### DIRECTIONS FOR THIS TASK
How many lines in the rows below contain the string "Draw"? Reply with the number alone.

### RECORDS FOR THE EXERCISE
----------------

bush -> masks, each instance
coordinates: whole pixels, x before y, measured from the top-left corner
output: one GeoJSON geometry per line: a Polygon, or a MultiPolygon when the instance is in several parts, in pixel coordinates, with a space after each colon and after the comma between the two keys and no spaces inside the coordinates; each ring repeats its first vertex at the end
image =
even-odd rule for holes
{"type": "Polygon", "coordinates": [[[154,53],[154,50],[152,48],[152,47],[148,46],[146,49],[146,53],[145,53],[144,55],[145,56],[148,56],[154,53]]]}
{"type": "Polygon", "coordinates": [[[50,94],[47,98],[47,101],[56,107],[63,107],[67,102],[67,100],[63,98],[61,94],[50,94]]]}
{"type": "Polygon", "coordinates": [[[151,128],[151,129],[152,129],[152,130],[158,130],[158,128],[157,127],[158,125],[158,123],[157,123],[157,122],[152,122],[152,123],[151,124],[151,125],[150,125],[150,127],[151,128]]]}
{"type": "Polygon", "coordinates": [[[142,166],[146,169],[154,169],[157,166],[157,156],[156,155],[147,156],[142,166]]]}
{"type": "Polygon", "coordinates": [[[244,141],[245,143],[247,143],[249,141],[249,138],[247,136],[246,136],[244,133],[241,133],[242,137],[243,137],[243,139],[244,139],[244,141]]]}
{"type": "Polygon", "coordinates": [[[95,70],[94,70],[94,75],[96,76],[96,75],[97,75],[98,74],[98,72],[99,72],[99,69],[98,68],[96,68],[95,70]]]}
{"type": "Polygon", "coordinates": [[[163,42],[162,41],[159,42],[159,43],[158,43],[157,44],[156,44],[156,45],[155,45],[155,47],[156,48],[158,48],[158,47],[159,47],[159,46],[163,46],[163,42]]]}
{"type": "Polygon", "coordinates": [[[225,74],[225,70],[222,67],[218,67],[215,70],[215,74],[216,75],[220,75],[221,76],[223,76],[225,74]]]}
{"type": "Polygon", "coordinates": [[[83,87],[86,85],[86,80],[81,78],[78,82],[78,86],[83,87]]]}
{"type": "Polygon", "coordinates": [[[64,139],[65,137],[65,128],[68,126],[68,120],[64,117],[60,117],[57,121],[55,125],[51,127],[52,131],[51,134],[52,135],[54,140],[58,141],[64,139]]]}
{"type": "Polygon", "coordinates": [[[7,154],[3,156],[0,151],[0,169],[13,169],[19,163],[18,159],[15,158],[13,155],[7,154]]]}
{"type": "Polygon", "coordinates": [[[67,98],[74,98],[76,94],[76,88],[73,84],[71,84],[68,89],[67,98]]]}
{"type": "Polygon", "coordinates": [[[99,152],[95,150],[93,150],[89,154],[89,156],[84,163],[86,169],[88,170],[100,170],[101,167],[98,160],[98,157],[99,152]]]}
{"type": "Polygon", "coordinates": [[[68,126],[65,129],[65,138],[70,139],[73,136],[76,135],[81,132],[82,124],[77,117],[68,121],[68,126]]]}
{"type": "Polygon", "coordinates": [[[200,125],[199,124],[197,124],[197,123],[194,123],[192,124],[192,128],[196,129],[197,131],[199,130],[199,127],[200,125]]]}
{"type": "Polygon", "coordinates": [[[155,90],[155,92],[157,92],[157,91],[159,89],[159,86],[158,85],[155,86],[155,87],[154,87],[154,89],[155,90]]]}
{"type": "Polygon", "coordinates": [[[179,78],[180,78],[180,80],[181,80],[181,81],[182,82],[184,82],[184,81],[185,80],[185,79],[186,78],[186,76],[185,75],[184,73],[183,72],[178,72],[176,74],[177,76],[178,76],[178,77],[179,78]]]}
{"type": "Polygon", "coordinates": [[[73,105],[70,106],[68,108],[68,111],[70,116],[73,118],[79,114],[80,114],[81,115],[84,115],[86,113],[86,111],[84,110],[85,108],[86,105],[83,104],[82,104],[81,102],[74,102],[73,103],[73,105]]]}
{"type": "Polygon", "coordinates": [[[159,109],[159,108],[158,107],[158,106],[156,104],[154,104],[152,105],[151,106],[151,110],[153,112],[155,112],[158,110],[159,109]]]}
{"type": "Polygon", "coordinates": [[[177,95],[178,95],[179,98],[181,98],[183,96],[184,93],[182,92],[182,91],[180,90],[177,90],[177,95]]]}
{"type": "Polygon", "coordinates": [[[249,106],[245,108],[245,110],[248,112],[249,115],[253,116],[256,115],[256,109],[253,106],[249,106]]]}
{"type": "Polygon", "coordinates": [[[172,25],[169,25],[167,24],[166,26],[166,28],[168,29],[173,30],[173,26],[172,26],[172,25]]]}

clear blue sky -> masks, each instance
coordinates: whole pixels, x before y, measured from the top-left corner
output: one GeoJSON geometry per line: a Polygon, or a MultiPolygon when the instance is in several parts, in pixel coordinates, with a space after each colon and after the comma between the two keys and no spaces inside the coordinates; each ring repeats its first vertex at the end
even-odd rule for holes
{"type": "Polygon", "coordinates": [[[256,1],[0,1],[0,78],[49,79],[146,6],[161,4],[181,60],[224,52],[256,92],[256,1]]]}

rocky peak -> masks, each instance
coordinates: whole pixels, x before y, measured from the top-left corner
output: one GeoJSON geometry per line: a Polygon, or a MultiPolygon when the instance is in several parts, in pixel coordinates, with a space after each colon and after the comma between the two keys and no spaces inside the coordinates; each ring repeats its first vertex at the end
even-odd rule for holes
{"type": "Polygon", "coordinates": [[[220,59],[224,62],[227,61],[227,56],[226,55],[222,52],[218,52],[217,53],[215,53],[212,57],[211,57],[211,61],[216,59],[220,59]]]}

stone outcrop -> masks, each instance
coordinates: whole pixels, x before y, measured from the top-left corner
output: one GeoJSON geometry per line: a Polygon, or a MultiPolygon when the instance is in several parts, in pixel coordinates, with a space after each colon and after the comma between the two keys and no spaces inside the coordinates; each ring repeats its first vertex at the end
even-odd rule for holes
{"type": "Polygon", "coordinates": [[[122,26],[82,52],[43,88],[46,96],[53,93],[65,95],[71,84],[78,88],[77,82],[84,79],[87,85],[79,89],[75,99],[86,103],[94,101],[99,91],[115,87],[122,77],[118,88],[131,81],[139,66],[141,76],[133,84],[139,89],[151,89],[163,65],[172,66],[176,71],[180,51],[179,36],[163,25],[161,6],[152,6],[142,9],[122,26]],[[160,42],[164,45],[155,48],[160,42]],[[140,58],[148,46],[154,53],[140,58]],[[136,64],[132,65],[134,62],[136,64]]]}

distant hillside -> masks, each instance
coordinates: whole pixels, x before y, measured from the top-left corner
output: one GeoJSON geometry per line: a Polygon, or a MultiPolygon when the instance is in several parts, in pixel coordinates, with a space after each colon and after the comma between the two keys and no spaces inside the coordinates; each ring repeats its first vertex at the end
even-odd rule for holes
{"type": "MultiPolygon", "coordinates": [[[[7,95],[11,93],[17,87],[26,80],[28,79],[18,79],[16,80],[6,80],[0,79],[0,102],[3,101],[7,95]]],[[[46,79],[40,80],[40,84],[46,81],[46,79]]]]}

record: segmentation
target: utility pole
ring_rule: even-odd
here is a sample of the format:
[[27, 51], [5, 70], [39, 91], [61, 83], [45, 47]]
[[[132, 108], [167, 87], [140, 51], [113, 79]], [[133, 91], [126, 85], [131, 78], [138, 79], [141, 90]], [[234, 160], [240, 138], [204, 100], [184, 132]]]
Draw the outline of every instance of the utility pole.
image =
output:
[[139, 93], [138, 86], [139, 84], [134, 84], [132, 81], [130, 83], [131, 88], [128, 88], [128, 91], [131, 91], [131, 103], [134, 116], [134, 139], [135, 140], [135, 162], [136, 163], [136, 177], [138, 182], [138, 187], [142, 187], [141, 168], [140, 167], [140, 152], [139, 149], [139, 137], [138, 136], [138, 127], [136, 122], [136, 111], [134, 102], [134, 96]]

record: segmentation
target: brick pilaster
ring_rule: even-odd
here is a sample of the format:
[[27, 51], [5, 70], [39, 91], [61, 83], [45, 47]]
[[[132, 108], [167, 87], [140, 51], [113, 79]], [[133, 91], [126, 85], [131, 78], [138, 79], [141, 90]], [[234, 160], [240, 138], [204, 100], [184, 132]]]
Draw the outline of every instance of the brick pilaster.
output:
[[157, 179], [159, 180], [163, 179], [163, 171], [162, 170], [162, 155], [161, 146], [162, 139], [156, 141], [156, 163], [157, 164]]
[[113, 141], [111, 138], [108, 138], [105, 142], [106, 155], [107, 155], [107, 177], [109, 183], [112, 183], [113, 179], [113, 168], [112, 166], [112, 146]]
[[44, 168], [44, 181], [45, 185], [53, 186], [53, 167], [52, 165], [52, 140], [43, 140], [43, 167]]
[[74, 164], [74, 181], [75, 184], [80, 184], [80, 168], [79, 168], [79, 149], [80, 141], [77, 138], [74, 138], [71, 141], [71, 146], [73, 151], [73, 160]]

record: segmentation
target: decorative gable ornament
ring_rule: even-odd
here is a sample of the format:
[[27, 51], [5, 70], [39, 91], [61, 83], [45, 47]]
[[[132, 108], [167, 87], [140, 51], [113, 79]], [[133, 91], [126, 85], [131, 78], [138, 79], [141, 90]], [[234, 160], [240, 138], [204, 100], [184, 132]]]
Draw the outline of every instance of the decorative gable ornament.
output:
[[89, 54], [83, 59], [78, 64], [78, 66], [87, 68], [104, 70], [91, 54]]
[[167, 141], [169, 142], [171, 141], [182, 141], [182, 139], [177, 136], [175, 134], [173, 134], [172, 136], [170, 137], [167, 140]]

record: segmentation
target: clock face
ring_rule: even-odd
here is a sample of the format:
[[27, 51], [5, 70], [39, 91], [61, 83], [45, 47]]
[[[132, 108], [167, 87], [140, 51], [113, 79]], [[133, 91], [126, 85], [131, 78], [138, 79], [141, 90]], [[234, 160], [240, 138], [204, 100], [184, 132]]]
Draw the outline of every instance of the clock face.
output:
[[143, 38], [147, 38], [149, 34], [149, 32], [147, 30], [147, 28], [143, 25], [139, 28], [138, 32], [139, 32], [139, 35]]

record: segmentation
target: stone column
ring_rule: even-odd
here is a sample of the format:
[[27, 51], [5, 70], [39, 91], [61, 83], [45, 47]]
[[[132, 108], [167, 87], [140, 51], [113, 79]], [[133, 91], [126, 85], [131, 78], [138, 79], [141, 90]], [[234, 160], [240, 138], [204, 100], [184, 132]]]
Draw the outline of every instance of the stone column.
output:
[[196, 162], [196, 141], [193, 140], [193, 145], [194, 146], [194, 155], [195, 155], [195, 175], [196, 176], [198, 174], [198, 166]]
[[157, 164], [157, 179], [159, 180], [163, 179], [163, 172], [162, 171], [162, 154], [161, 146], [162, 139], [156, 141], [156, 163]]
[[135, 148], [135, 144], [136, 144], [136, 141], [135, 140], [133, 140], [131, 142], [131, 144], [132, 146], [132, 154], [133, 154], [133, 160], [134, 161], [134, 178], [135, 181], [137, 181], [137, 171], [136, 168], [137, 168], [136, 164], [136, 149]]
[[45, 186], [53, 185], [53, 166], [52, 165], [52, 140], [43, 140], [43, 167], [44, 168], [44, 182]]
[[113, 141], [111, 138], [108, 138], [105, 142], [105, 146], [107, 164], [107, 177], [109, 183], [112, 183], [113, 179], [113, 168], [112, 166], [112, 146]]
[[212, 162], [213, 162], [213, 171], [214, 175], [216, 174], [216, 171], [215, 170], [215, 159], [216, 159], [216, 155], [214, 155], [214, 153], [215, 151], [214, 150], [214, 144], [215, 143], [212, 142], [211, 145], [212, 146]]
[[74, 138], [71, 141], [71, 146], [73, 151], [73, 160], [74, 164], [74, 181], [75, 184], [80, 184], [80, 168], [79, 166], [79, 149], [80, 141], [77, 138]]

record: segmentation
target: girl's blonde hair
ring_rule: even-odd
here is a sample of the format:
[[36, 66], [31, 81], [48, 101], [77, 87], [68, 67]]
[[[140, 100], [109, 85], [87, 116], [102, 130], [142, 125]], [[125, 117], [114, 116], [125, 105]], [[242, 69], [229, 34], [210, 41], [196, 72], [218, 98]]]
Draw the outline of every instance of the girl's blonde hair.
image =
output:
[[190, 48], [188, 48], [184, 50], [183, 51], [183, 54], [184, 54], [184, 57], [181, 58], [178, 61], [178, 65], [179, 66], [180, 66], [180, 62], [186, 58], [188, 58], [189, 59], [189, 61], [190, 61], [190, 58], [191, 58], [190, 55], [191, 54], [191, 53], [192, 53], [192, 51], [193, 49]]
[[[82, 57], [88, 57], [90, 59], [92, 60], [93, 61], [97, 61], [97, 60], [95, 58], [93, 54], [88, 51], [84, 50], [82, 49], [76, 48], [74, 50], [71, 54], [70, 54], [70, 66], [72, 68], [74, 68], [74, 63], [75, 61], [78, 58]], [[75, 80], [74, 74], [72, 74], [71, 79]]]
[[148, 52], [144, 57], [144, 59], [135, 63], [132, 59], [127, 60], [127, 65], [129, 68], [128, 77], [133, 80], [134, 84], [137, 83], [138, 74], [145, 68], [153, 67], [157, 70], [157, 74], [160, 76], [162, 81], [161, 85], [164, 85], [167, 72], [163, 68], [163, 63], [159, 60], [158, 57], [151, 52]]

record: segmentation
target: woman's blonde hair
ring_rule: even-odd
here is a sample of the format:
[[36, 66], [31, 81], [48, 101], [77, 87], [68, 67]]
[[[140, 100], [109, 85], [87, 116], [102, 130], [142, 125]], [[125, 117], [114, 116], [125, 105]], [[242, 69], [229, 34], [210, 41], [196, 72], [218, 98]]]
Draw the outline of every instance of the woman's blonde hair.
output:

----------------

### OUTPUT FOR THIS EXERCISE
7